▶ Work to complete
The listing below holds a line with "Please indicate the dirt" and a line with "Please indicate the pink". Reproduce those two lines exactly, plus everything between them.

BEGIN Information supplied

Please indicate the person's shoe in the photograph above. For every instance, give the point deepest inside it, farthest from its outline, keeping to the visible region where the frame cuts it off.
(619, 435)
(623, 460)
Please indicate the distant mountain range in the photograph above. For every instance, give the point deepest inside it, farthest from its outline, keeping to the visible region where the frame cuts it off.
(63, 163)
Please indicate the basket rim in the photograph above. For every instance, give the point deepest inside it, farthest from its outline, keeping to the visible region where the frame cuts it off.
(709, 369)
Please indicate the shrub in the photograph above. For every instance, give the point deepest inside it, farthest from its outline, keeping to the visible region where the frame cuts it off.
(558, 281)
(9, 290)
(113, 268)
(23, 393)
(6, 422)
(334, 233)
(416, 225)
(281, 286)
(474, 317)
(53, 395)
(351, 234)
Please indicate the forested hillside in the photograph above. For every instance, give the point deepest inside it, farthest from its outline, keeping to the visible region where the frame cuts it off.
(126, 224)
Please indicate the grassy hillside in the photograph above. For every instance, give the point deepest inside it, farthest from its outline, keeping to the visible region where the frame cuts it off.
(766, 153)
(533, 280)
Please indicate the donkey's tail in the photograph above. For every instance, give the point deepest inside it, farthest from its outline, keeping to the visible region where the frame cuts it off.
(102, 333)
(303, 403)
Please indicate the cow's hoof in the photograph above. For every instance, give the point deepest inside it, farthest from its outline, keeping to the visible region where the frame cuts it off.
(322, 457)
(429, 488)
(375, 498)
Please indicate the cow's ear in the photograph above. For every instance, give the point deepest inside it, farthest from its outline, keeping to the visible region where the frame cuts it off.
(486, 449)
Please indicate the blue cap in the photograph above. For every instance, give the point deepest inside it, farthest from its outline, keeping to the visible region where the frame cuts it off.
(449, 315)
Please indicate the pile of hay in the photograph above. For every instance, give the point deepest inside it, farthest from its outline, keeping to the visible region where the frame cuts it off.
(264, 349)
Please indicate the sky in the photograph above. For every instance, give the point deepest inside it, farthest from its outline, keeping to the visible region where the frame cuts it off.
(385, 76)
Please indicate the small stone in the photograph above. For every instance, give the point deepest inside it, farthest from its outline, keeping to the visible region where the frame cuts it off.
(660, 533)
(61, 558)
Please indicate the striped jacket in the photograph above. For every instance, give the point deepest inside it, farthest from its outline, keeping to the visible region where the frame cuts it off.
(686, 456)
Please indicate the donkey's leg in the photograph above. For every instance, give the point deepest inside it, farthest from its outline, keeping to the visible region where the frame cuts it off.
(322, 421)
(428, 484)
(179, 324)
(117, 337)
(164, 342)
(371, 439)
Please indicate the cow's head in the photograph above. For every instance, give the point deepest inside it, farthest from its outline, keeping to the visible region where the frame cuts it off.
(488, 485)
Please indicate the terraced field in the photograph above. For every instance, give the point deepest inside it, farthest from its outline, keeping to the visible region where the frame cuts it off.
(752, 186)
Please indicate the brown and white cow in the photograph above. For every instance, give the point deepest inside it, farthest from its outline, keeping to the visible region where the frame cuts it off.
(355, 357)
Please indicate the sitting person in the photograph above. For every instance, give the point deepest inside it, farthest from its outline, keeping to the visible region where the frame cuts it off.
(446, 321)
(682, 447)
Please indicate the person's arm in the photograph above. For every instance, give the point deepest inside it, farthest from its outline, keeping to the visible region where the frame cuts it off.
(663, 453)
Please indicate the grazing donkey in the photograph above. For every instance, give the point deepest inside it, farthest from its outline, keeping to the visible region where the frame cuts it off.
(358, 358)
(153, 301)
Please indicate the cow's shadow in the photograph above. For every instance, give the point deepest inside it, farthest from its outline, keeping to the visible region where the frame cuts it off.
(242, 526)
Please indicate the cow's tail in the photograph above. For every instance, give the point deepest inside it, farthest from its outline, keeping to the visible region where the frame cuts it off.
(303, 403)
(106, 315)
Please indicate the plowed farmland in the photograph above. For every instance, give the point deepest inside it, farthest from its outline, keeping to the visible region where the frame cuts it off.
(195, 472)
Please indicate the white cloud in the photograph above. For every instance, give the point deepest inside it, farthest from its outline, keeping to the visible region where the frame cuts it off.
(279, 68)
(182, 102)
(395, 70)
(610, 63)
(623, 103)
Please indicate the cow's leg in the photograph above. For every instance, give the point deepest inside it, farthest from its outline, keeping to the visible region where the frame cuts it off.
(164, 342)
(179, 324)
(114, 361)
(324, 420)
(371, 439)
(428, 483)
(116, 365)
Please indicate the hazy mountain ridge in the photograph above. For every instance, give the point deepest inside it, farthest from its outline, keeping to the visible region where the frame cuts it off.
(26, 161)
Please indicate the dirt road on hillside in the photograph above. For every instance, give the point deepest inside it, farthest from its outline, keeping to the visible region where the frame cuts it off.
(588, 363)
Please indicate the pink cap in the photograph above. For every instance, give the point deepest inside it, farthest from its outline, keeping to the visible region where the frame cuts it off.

END Information supplied
BEGIN Information supplied

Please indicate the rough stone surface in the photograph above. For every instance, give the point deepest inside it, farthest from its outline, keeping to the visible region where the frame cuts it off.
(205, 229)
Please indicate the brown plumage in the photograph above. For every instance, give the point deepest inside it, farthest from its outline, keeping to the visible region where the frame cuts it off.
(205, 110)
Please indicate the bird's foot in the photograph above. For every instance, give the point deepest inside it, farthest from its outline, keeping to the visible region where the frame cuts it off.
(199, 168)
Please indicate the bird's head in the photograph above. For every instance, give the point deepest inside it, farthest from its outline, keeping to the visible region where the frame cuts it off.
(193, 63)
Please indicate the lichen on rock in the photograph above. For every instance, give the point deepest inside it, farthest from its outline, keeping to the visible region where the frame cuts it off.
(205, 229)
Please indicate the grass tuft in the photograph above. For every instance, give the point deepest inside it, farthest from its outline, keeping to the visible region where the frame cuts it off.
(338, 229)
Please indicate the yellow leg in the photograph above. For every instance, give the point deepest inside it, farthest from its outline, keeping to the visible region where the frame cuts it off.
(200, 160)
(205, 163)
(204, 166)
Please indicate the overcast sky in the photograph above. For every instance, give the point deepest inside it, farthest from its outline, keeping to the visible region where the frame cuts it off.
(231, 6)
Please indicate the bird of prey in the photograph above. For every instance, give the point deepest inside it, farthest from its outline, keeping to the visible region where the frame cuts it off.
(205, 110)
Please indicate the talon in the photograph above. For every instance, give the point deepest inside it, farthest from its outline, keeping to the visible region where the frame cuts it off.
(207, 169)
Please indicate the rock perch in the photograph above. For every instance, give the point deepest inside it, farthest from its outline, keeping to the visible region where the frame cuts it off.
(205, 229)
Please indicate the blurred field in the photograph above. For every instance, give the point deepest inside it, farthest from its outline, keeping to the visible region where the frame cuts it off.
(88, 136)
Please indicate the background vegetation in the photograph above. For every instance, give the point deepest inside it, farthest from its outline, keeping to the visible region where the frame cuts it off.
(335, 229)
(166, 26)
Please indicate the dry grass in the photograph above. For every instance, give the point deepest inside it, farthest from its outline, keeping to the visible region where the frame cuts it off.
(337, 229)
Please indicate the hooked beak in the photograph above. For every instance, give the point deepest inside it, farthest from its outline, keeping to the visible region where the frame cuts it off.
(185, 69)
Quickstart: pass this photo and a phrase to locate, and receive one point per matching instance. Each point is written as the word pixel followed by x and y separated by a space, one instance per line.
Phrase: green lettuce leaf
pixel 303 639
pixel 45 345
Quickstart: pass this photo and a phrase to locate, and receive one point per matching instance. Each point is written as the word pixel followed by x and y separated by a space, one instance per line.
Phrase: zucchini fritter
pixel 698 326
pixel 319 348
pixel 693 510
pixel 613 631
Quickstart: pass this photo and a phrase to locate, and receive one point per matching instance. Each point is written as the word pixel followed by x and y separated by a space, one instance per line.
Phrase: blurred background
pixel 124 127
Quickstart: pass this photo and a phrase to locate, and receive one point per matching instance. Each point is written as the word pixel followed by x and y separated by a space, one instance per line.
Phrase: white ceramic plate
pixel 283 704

END Information supplied

▶ Task output
Please indicate the dirt road on hillside in the photograph above. For every instance, give the point deepest inside it, farthest from its outline, keeping to the visible region where the frame cuts it off.
(588, 363)
Please indicate the pink cap in the photograph above. For every instance, give the point deepest inside it, farthest from its outline, keeping to the visible region where the frame cuts it off.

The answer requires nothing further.